-- Start --

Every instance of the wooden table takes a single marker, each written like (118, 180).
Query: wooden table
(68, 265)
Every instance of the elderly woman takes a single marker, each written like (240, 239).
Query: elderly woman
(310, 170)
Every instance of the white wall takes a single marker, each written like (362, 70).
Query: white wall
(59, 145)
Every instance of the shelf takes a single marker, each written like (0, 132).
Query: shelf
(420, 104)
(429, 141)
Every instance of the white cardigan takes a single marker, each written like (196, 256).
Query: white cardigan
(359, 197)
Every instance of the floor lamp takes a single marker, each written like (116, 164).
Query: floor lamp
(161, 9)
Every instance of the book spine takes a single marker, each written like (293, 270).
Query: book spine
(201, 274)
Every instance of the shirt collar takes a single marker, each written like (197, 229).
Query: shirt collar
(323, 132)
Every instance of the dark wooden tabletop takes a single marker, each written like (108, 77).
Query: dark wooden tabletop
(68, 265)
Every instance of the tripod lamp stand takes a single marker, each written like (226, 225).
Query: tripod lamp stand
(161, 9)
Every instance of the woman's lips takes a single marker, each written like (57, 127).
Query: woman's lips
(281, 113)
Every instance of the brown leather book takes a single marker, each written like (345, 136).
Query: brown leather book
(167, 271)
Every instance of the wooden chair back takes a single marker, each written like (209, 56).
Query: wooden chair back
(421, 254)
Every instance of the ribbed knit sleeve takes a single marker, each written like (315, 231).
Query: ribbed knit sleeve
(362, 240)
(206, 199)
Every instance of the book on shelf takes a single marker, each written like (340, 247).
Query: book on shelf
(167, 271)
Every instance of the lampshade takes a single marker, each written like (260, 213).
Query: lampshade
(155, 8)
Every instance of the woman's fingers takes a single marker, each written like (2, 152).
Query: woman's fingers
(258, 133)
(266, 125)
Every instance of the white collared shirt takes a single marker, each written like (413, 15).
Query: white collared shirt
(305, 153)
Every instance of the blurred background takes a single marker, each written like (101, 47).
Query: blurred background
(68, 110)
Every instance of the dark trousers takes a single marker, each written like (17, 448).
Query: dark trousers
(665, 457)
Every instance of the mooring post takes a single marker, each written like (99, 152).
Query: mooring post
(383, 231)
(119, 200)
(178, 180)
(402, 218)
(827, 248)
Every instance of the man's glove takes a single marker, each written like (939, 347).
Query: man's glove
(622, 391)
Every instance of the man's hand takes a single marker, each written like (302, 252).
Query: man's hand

-- End --

• **Exercise instructions**
Please rewrite the stretch from the row containing "Every instance of the woman's fingers" through the end of the rows, changing "marker" to "point" and leaving everything else as it is.

• **The answer**
Every instance of the woman's fingers takes a single point, each written like (2, 152).
Query: woman's fingers
(258, 133)
(266, 125)
Every instance of the white collared shirt takes a single point, each written like (413, 15).
Query: white collared shirt
(305, 153)
Every instance of the blurred background takes a single point, each written like (101, 47).
Query: blurred background
(68, 110)
Every instance of the dark trousers takes a single point, each written like (17, 448).
Query: dark trousers
(665, 457)
Every instance of the mooring post takes a single point, each written like (99, 152).
Query: mooring post
(383, 231)
(119, 200)
(178, 180)
(402, 218)
(827, 248)
Every instance of the man's glove takes a single point, each written like (939, 347).
Query: man's glove
(622, 391)
Every instance of the man's hand takes a single point, each written like (302, 252).
Query: man's hand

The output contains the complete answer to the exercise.